Document segment:
# A few pics of the fishroom. (added more!)



## nismo tetra (Oct 11, 2009)

Well I got a tad bored and decided to take a few pics of the fish room. I could only manage to get a few decent pics because fish DON'T stay still lol. Some would not come out. Funny how they hide when I bring the camera out. But I managed to get a few shots off. This is no where near the amount of fish there are. A video would be much more appropriate for this. A list of tanks are 200g x2, 50g acrylic, 120g, 120g rack system, 150g x2, 135g, 95g, 50g x2, 30g x4, 20g, 5g.

Some of the fish room (can't get a full shot)









200 gallon in room wall- RTC, Red hook myleus x6, pacu, C. marmarate pike, Leporinus affinis









Leporinus striatus and lima shovelnose cat









150 gallon- C. menezesi pike x15, red shoulder severum x10 (dad caught these in peru),, Metynnis sp. (bleeding heart), Stethaprion erythops, tetragonopterus chalceus, leporinus desmotes x2, leporinus megalepis, pictus cat x6.









Festivums x2, abramite x3, tiger shovelnose, B. imitator cat









Exodon paradoxis x10, banjo cat x2









baby red belly piranha's









S. spilopleura piranha (Gold piranha)

















Cariba piranha









Uaru x2, red shoulder severums x2, peacock bass, Arrowana, P. lateristriga catfish









Peacock bass 6-7 inches









Arrowana 1ft (still had the egg sac when we got him)









Black Belt cichlid 15 inches









Brycon Dentex 1ft

















Pink-tailed Chalceus

















Lebiasia bimaculata









Red Tailed Cat 18inches, was about 1 inch when we got him. Thats a 1ft pink ruler on the glass

















Astanax sp. x10









Wide bar datnoid









matamata turtle (also brought back from Peru)


----------



## nismo tetra (Oct 11, 2009)

3x30gallon and a 5 gallon on the far right.
Blue diamond discus, 2 orinocensis peacock bass. Illyoden furcidens x20. Redtail goodeid, swordtails x20, bullhead cats x10. 5gal, H. formosa x10.









Black-barred myleus x15, red shoulders severums (peru F/0), A anastomus, Pink-tailed chalceus, Lebiasia bimaculata, Pim sp. cat, Liosomadoras morrowi cat









20 gallon planted. Sloppy I know.









Old tigershovelnose. Became piranha food.









I wish I could get some pics of the other fish. Some cool ones that I just can't manage to get to either hiding or bad lighting. Kind of stinks. I will keep trying to get some more as time goes on. I know I can get lucky a few times.

Given data:

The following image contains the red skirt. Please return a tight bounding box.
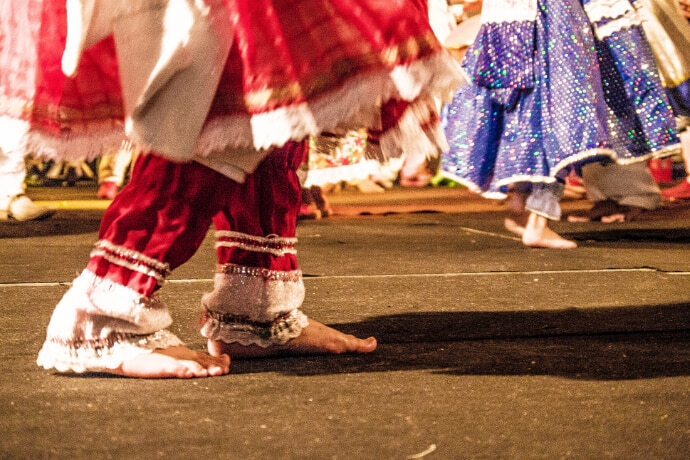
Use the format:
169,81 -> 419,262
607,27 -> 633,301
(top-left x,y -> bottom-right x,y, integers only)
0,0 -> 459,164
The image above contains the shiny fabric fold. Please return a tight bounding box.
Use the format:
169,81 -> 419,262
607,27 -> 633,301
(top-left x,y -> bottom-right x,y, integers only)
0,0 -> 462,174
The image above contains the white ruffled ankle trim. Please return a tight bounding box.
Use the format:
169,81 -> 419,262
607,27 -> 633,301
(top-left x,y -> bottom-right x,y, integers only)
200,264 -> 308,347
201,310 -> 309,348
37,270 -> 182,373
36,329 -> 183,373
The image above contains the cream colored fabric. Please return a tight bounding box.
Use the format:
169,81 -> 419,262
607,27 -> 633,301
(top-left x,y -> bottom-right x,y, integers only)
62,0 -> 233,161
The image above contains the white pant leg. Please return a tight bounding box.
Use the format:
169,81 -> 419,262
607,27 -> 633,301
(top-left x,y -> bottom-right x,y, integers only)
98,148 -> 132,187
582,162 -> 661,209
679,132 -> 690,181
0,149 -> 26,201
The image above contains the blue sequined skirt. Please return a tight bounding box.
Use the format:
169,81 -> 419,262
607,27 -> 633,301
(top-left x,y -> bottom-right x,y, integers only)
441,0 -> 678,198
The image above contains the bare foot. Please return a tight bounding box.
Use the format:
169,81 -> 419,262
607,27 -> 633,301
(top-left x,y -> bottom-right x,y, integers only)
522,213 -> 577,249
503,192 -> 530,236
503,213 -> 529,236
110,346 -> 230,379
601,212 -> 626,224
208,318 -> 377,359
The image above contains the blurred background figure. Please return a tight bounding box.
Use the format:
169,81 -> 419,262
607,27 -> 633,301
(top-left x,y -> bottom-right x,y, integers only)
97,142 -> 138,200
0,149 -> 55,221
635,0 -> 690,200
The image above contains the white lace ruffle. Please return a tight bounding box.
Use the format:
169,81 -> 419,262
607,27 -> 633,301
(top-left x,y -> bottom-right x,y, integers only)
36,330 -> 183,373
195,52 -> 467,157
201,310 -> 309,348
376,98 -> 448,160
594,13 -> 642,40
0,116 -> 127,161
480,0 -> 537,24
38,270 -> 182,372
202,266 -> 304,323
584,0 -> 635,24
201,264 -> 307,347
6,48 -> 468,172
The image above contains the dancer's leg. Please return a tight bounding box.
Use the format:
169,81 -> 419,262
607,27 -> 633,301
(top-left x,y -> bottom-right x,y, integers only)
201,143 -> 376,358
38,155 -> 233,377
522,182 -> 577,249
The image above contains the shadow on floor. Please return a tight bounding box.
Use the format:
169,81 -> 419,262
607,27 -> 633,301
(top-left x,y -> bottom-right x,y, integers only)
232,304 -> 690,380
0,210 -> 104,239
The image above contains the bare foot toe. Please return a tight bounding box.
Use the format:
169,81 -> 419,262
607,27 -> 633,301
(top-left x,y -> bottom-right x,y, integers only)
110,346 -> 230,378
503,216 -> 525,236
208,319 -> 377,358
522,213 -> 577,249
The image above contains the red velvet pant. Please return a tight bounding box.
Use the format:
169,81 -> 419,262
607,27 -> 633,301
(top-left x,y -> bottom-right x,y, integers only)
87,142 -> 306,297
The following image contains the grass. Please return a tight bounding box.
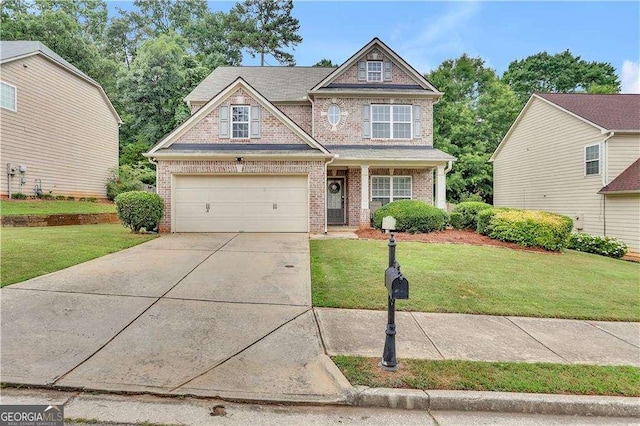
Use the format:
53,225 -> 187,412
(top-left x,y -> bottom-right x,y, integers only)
...
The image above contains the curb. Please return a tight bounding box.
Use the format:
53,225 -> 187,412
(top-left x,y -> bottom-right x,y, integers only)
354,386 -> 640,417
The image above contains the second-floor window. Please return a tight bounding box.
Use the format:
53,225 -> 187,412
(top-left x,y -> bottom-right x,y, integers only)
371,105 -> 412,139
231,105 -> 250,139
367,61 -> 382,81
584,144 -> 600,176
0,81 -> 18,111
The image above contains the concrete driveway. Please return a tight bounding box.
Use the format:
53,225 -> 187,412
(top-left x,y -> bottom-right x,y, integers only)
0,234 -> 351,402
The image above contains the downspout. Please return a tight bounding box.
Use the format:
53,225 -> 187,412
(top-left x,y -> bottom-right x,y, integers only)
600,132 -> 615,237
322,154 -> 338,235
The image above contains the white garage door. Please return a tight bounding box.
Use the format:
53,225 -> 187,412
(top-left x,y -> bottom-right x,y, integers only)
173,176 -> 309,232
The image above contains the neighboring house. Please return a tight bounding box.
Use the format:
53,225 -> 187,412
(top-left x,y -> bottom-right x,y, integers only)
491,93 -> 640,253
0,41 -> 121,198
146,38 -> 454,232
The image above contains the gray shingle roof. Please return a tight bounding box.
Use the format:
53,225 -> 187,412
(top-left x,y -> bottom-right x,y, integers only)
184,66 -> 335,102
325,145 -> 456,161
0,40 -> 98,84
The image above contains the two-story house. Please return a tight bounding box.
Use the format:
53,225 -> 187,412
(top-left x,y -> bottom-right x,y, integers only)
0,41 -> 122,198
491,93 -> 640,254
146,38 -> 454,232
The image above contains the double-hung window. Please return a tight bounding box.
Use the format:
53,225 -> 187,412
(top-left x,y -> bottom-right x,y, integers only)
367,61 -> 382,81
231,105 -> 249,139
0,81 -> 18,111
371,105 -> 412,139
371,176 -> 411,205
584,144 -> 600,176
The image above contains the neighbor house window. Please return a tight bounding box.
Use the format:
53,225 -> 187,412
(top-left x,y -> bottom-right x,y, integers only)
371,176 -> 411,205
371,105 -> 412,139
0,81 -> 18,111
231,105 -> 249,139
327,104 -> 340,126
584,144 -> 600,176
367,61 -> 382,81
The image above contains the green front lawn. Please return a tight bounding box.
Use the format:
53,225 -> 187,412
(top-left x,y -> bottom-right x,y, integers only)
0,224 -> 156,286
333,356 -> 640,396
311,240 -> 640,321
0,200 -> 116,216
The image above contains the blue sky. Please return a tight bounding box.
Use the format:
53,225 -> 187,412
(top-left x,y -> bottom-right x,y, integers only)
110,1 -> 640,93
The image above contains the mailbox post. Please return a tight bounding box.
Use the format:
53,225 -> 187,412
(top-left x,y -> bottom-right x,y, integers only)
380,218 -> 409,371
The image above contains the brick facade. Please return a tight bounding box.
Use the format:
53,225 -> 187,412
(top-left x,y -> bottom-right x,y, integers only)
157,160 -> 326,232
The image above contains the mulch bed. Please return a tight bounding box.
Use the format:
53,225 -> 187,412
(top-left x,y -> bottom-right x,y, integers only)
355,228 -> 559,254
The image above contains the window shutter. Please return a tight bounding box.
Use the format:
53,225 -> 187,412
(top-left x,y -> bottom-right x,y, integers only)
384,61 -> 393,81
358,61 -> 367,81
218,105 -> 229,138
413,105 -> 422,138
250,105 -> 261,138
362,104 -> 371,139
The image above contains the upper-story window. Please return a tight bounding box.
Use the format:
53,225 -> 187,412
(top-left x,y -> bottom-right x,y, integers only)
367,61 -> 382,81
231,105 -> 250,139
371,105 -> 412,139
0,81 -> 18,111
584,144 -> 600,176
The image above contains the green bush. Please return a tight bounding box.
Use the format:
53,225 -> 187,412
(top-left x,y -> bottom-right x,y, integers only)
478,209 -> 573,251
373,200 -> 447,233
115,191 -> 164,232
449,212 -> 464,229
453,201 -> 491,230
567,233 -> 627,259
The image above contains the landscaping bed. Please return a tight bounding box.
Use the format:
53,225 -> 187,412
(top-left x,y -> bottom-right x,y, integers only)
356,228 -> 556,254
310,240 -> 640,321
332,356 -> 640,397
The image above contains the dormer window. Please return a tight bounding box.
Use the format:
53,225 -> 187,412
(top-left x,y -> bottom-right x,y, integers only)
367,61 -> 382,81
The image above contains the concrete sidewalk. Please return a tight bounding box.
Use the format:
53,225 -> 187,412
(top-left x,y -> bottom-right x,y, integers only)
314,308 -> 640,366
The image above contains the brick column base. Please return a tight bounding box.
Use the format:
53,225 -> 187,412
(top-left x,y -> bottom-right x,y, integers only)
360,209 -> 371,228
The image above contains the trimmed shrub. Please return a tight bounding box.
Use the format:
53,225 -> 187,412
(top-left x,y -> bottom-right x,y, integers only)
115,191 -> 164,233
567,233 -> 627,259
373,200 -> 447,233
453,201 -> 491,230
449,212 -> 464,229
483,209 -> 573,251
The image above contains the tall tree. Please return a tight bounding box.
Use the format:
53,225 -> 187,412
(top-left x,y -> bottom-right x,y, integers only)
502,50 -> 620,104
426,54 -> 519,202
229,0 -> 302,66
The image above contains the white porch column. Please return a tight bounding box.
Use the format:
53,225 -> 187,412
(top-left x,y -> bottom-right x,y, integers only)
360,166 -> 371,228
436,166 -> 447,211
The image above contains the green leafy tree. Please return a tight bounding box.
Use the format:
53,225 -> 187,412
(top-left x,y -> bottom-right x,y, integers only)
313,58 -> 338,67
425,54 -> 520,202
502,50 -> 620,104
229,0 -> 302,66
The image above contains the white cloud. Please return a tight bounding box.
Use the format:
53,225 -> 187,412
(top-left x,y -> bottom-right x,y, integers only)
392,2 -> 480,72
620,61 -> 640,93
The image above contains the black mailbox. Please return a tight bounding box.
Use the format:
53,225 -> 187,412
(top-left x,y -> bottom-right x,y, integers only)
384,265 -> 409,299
---
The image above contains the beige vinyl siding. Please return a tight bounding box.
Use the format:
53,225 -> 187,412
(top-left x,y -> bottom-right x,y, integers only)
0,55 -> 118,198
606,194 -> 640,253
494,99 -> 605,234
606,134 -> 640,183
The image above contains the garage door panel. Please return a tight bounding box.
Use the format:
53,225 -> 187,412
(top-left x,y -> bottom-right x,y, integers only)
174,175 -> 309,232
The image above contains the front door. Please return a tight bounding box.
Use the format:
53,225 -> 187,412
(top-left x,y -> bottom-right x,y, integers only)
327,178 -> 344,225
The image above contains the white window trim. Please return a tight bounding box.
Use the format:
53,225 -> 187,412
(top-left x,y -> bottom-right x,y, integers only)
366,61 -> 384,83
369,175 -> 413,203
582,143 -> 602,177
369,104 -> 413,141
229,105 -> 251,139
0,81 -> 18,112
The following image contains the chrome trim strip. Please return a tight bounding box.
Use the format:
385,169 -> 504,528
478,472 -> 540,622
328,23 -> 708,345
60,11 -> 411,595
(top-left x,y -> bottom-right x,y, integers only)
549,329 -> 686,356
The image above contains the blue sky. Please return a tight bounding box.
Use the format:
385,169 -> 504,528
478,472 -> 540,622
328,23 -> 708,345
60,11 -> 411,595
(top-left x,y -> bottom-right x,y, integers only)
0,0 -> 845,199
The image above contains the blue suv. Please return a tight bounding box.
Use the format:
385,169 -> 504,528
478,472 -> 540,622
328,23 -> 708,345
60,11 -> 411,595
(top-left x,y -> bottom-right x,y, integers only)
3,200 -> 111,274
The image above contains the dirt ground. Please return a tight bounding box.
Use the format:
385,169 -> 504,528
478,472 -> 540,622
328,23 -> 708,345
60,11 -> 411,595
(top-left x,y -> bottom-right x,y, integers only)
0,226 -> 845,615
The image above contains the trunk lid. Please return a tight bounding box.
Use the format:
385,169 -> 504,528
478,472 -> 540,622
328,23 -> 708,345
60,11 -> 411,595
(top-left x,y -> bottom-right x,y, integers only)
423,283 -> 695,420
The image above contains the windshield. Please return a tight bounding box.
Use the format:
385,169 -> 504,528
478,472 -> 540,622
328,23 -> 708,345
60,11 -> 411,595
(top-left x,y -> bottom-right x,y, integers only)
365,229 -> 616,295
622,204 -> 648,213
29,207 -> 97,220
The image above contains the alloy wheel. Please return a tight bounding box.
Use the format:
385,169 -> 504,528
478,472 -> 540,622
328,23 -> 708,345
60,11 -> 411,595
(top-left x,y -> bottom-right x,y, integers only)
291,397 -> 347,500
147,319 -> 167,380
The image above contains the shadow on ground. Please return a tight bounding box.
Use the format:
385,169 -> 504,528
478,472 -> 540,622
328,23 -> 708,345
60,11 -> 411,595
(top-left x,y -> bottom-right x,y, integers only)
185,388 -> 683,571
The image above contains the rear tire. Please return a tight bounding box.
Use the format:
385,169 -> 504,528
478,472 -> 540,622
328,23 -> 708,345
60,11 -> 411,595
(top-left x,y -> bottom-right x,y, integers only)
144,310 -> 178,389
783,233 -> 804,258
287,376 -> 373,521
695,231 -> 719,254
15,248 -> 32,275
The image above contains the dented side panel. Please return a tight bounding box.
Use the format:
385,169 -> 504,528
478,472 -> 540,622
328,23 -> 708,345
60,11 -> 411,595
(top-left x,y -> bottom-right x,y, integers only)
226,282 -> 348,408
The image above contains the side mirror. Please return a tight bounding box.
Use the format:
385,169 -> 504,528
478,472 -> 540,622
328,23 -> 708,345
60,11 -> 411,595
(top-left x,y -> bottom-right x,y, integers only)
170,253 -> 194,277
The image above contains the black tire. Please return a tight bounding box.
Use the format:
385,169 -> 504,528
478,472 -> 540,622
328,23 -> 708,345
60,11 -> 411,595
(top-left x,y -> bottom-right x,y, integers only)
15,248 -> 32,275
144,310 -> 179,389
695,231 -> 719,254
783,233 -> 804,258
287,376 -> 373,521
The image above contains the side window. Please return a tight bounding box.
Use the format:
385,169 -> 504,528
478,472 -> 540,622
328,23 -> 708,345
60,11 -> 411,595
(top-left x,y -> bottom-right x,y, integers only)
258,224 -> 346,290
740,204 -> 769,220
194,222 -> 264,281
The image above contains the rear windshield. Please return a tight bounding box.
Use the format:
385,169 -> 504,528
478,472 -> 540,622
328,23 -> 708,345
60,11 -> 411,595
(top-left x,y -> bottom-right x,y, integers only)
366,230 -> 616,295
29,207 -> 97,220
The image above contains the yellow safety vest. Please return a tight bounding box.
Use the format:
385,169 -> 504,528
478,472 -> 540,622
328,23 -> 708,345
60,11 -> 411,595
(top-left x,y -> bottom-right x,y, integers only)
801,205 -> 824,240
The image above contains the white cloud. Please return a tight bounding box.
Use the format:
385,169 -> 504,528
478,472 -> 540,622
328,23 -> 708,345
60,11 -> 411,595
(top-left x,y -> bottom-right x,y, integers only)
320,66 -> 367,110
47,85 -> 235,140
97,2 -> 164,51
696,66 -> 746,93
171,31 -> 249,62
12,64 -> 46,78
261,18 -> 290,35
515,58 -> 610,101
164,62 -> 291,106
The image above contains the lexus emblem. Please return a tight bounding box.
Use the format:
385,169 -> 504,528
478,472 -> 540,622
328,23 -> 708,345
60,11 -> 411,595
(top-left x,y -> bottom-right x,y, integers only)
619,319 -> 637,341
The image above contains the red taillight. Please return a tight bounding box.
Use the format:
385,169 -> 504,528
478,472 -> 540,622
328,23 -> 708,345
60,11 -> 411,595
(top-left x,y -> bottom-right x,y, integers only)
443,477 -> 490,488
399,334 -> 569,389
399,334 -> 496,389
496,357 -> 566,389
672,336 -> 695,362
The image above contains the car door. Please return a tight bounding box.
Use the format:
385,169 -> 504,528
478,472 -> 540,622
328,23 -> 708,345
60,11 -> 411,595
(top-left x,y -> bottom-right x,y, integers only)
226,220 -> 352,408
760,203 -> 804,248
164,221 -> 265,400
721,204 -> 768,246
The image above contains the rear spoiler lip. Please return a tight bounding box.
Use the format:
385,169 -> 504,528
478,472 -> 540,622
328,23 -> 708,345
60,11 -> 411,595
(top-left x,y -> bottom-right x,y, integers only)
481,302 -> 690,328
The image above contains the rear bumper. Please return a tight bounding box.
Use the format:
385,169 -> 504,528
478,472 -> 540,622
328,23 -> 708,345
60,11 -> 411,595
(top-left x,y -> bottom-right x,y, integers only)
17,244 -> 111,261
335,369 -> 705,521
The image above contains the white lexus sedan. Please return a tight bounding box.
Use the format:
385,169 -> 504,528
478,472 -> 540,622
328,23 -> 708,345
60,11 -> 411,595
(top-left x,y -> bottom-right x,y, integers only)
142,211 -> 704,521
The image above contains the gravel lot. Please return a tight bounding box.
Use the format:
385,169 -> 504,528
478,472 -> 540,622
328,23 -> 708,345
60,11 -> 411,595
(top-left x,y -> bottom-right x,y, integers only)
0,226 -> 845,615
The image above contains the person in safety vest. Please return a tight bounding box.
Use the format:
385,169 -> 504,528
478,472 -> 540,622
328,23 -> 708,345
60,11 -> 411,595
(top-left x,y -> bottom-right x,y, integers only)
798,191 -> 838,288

Challenge:
According to the fish room post, about how long was the Red Tailed Cat when it was acquired?

In response:
About 1 inch.